◆ TESTO
━━━

IN RISPOSTA A STEFANO ROSATO: LA GLOBALIZZAZIONE LIBERALE
Vorrei fare alcune considerazioni rispetto all'intervento di SR "La globalizzazione e il pensiero liberale".
Credo che la "dimostrazione" della superiorità del pensiero liberale debba affrontare qualche elemento di complessità in più rispetto allo schema logico proposto da SR.
Ad esempio, se si decidesse di guardare ciò che accade da una prospettiva più alta (nel senso di non guardare solo dalla prospettiva individuale di un uomo occidentale) e più "globalizzata" ci accorgeremmo che il mondo rappresenta una quantità di elementi diversi e tra loro contradditori che nessuna ideologia assoluta, nemmeno quella del pensiero liberale, riesce ad affrontare con successo.
Veniamo al dunque.
SR ci propone la superiorità del pensiero liberale che si fonda, a suo parere sul "carattere realistico della teoria liberale". A riprova di ciò elenca una serie di successi del modello occidentale che sostanzialmente si basano sulla supremazia economica di tale modello fondata sul libero agire del mercato. E a suggello di questa teoria sulla teoria liberale, SR dimostra inequivocabilmente che solo il mercato, pardon il pensiero liberale, è il luogo dove l'individuo può esercitare ed esprimere ai massimi livelli il proprio io desiderante.
Ripartiamo dal mercato, dunque.
Innanzitutto vorrei contestare che il fatto di assumere l'economia come parametro
di misurazione della superiorità di un modello di società rispetto
ad un'altra.
"Si assume che l'economia comunque
spieghi sempre tutto, come neppure Marx avrebbe preteso. Scivoliamo infine tutti
in questo fiume asettico di rivoluzioni tecnologiche, Borse, mercati da rendere
flessibili. E nessuno che mai s'arrischi a ragionare altrimenti, a scombinare
questi schemi. Eppure gli anni presenti hanno non pochi dei caratteri di una
epoca di tramonto e di regresso, come la descrivono i moralisti classici o storici
alla Spengler.
Cronicità della fretta, nervosismo, lusso di massa, ipnosi delle mode,
plebi cosmopolite, dionisismi, etiche solo umanitarie, confusioni erotiche:
tutti i sintomi, da sempre, indubbi di una civiltà in regresso, o che
perlomeno si disgrega. Come già accadde ai tempi dell'Impero romano o
nelle dinastie dei sultani arabi del nono secolo, e in innumeri altre civiltà
..
Ma ogni giudizio sul presente si è dato, per giudicare se v'è
progresso o regresso, una sola regola: quella della crescita del Pil o delle
Borse. Tutto il resto è considerato non moderna ed esecrabile balordaggine.
E però, anche ammettendo che solo l'economia conti, con che fretta ipocrita
sono trascorsi i precari miti della globalizzazione.
Il Giappone, le tigri asiatiche, l'euro, Internet: tutti miti che sono durati
il tempo di una soubrette in tv. Ma prima finti epocali, per poi essere obliati
a memoria." (1)
In aggiunta SR ritiene che detta superiorità economica del modello liberale sia dovuta allo splendido e progressivo dispiegarsi del libero mercato nel quale operano superuomini che detengono, tra l'altro, il potere della creazione, il potere di donare vita economica e sociale a moltitudini di soggetti (i lavoratori) altrimenti non legittimati e riconosciuti dalla società di mercato.

━━━

◆ DATI
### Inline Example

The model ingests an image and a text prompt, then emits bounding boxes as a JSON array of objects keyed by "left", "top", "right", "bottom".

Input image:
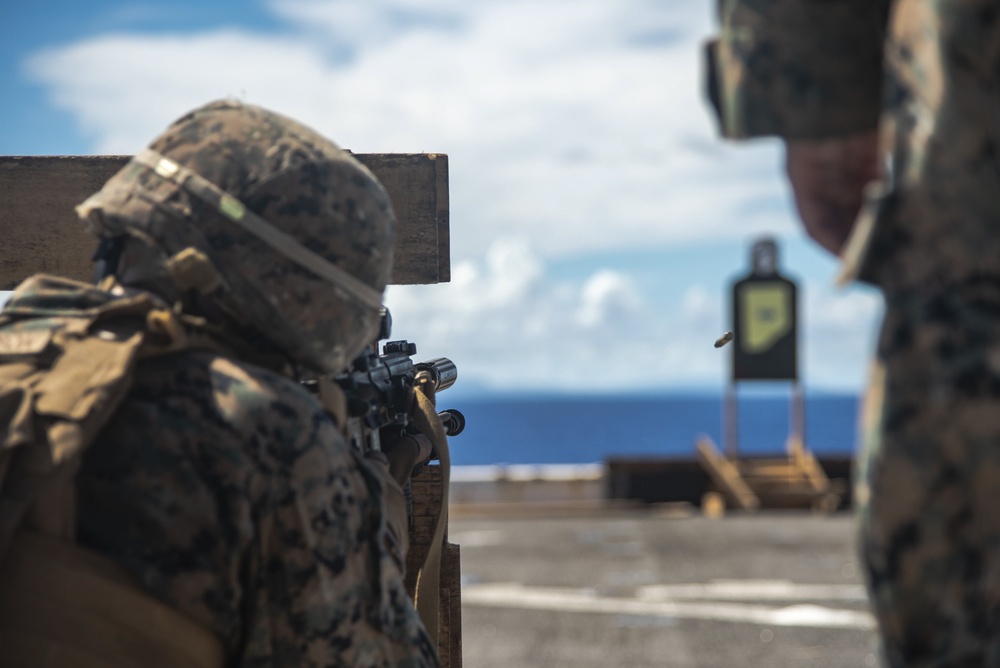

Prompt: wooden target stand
[
  {"left": 695, "top": 238, "right": 845, "bottom": 514},
  {"left": 0, "top": 153, "right": 462, "bottom": 668}
]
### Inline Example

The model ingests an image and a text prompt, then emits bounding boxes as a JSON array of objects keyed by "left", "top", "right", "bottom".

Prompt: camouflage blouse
[{"left": 78, "top": 352, "right": 437, "bottom": 668}]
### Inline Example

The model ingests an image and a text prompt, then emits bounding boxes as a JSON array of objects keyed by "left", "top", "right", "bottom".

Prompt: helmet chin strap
[
  {"left": 127, "top": 149, "right": 382, "bottom": 309},
  {"left": 91, "top": 235, "right": 125, "bottom": 283}
]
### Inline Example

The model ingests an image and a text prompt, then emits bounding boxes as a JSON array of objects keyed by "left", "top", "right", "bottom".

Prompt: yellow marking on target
[{"left": 740, "top": 283, "right": 792, "bottom": 355}]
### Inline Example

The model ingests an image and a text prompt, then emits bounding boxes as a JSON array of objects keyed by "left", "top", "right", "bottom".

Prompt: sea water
[{"left": 446, "top": 393, "right": 858, "bottom": 466}]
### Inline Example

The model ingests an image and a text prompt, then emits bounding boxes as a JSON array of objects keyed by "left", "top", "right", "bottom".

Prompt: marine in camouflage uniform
[
  {"left": 709, "top": 0, "right": 1000, "bottom": 666},
  {"left": 3, "top": 102, "right": 437, "bottom": 667}
]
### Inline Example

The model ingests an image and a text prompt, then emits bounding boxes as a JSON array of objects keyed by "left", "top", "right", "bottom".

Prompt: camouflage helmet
[{"left": 77, "top": 101, "right": 395, "bottom": 373}]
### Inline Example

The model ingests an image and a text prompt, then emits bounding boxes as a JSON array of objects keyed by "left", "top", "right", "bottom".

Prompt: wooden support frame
[
  {"left": 0, "top": 153, "right": 462, "bottom": 668},
  {"left": 0, "top": 153, "right": 451, "bottom": 290}
]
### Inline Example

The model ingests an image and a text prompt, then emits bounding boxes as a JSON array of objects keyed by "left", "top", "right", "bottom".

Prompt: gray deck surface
[{"left": 450, "top": 510, "right": 877, "bottom": 668}]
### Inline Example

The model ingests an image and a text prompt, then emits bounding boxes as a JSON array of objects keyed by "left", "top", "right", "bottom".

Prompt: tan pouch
[{"left": 0, "top": 532, "right": 225, "bottom": 668}]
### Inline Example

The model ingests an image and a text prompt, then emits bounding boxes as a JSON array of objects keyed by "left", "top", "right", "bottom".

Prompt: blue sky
[{"left": 0, "top": 0, "right": 879, "bottom": 392}]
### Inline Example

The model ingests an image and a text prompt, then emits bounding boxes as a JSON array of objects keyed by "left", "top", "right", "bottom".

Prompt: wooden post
[{"left": 0, "top": 153, "right": 462, "bottom": 668}]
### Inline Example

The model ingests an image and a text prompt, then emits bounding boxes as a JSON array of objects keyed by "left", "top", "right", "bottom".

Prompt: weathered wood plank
[{"left": 0, "top": 153, "right": 451, "bottom": 290}]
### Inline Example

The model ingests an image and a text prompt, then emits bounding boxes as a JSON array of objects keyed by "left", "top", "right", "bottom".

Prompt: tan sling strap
[
  {"left": 0, "top": 532, "right": 225, "bottom": 668},
  {"left": 413, "top": 374, "right": 451, "bottom": 647}
]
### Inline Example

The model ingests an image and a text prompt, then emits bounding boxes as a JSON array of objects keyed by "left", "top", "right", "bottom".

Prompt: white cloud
[
  {"left": 17, "top": 0, "right": 873, "bottom": 391},
  {"left": 28, "top": 0, "right": 791, "bottom": 259},
  {"left": 386, "top": 239, "right": 736, "bottom": 392}
]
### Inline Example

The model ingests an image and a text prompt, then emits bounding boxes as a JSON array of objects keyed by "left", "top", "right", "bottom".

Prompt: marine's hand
[
  {"left": 382, "top": 434, "right": 434, "bottom": 486},
  {"left": 786, "top": 132, "right": 879, "bottom": 255}
]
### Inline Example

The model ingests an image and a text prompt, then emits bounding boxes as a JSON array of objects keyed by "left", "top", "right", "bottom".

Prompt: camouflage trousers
[{"left": 856, "top": 284, "right": 1000, "bottom": 667}]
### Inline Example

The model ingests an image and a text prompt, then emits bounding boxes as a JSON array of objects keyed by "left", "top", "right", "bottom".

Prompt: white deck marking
[
  {"left": 462, "top": 582, "right": 875, "bottom": 630},
  {"left": 636, "top": 580, "right": 868, "bottom": 603}
]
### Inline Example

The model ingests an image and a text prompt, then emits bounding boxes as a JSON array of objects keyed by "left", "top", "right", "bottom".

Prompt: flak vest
[{"left": 0, "top": 275, "right": 231, "bottom": 668}]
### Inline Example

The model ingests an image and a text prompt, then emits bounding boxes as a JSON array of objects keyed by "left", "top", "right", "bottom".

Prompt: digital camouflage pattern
[
  {"left": 0, "top": 102, "right": 438, "bottom": 668},
  {"left": 0, "top": 279, "right": 437, "bottom": 668},
  {"left": 79, "top": 101, "right": 395, "bottom": 373},
  {"left": 715, "top": 0, "right": 1000, "bottom": 666}
]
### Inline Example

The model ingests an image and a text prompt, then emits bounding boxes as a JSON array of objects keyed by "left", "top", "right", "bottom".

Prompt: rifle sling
[{"left": 413, "top": 383, "right": 451, "bottom": 647}]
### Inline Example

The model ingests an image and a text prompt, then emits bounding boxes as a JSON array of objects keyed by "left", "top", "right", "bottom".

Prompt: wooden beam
[
  {"left": 0, "top": 153, "right": 451, "bottom": 290},
  {"left": 695, "top": 436, "right": 760, "bottom": 510}
]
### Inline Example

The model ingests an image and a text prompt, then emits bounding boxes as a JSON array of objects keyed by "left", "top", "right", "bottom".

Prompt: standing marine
[
  {"left": 0, "top": 102, "right": 438, "bottom": 668},
  {"left": 709, "top": 0, "right": 1000, "bottom": 666}
]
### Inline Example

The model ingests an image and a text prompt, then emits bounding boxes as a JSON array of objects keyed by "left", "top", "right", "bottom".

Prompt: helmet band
[{"left": 132, "top": 149, "right": 382, "bottom": 308}]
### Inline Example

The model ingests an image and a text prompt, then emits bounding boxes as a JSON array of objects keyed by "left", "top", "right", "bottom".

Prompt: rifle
[{"left": 304, "top": 306, "right": 465, "bottom": 459}]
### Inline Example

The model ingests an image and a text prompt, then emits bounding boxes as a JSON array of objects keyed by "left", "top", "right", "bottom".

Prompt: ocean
[{"left": 438, "top": 392, "right": 858, "bottom": 466}]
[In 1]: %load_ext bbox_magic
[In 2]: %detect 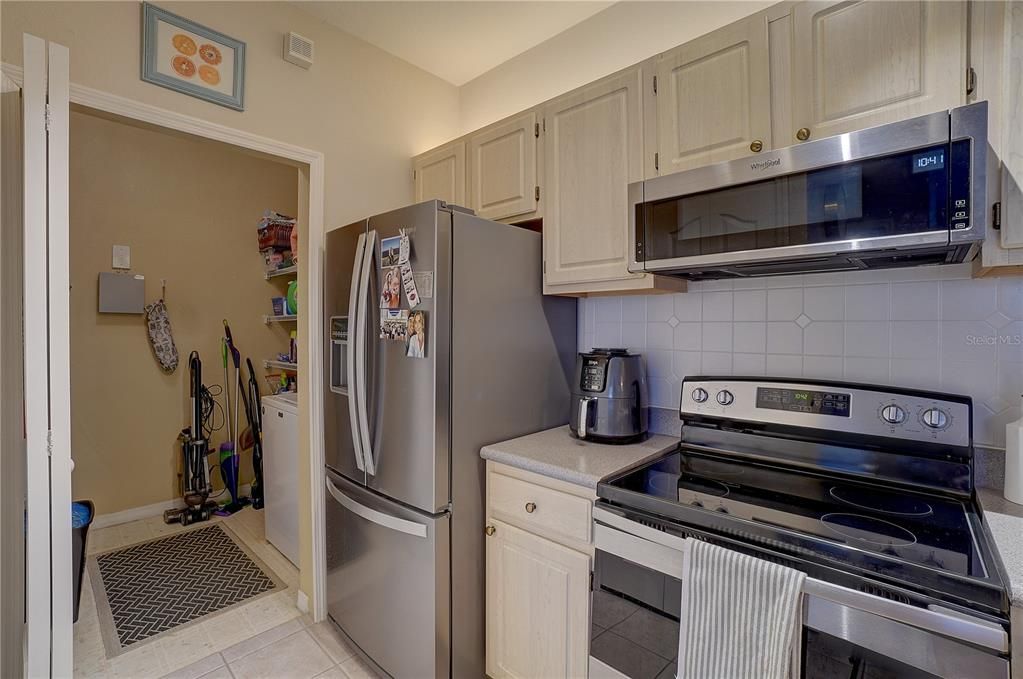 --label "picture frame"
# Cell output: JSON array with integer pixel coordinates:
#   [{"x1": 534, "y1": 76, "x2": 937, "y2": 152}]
[{"x1": 141, "y1": 2, "x2": 246, "y2": 110}]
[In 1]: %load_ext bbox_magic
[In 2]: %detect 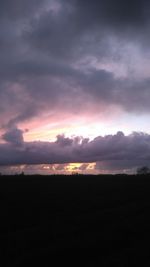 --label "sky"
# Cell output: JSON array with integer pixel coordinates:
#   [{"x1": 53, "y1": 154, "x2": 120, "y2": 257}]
[{"x1": 0, "y1": 0, "x2": 150, "y2": 174}]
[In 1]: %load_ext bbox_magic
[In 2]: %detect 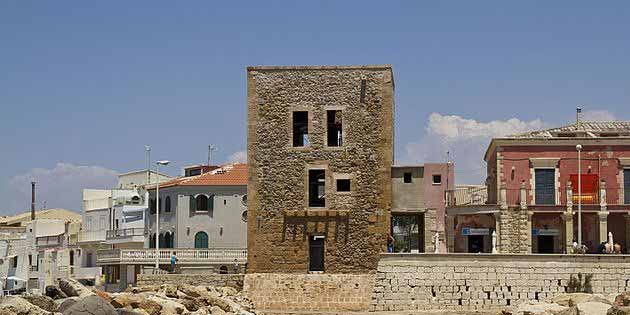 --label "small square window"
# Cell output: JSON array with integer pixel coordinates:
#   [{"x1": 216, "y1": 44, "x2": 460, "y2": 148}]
[
  {"x1": 433, "y1": 175, "x2": 442, "y2": 185},
  {"x1": 337, "y1": 179, "x2": 350, "y2": 192},
  {"x1": 403, "y1": 172, "x2": 411, "y2": 184}
]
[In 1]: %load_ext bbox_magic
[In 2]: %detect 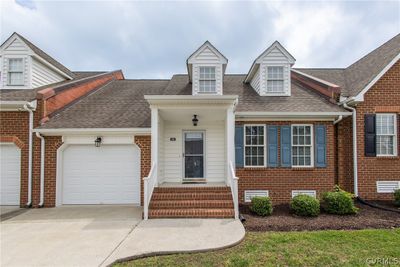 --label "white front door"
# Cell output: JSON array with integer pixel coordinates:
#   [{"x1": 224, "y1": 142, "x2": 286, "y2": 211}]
[
  {"x1": 0, "y1": 144, "x2": 21, "y2": 205},
  {"x1": 183, "y1": 131, "x2": 205, "y2": 180},
  {"x1": 62, "y1": 145, "x2": 140, "y2": 205}
]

━━━

◆ ESERCIZI
1/ Rispondi in base al testo sulla globalizzazione liberale.
(a) Su che cosa si fonda, secondo SR, la superiorità del pensiero liberale?
(b) Nella citazione, qual è l'unica regola usata per giudicare se nel presente c'è progresso o regresso?
(c) Quali miti della globalizzazione vengono elencati nella citazione?
2/ Prosegui il testo sulla globalizzazione liberale, ripartendo subito dopo la sua ultima frase.
I dati qui non servono a nulla.

◆ SOLUZIONI
1/
(a) Sul "carattere realistico della teoria liberale".
(b) La crescita del Pil o delle Borse.
(c) Il Giappone, le tigri asiatiche, l'euro e Internet.

2/
Ma in realtà la superiorità, ripeto indiscutibile, delle economie occidentali, su cosa si è fondata nel corso dei secoli?
Vi propongo una doppia chiave di lettura basata sugli scritti di Alvi e Petrella (2)
Alvi:
"
In effetti il liberismo e il suo opposto, il mercantilismo, sono
stati nella storia modi ambedue utili all'egemonia economica del più
forte.
Ad esempio nel 1651, non vi era un altro modo per estendere il commercio inglese
e aumentare la flotta che il Navigation Act. Tutto imponeva a Cromwell di favorire
i mercanti, gli interessi navali, delle manifatture esportatrici e dei molti
che vi dipendevano, e il proseguire delle colonie. E solo appunto perché
dal ' 600 al ' 700 la politica mercantilista inglese prevale sull'Olanda e la
Francia, la City nell'Ottocento potrà concedersi d'applaudire Adamo Smith.
Londra aveva ormai la più grande flotta di navi mercantili del mondo,
i suoi titoli a lungo e a breve termine erano distribuiti nell'Impero. L'avanzo
dei noli, delle rendite e degli interessi sommato era due volte e mezzo il disavanzo
mercantile e rendeva ovvio il liberismo
.
"Giacché la difesa comunque è di molto più importante
dell'opulenza, il Navigation Act è forse la più saggia di tutte
le regolamentazioni del commercio dell'Inghilterra". Frase di Adam Smith
nella "Wealth of Nations" , ovvero del liberista per eccellenza; il
quale a riguardo ragiona però come un qualunque mercantilista.
A ragione, giacché prima bisogna creare un cadre de l'exchange favorevole,
dunque serve di vincere le guerre, e persino servono i pirati. Dopodiché
basta che gli altri vi si adattino, così da trasformare in rendite finanziarie
le piraterie precedenti
.
Prima della Grande Guerra
i banchieri della City di Londra erano il fulcro di quella globalizzazione.
Controllavano il 60% delle cambiali internazionali e dei titoli a lunga emessi
ogni anno. Il continente soccorreva il difetto d'oro inglese e armonizzava il
Gold Standard nei momenti di crisi. Londra a sua volta incassava rendite con
cui finanziava i suoi disavanzi in conto merci e nuovi investimenti.
Cos'erano gli Stati Uniti ai tempi di quella globalizzazione?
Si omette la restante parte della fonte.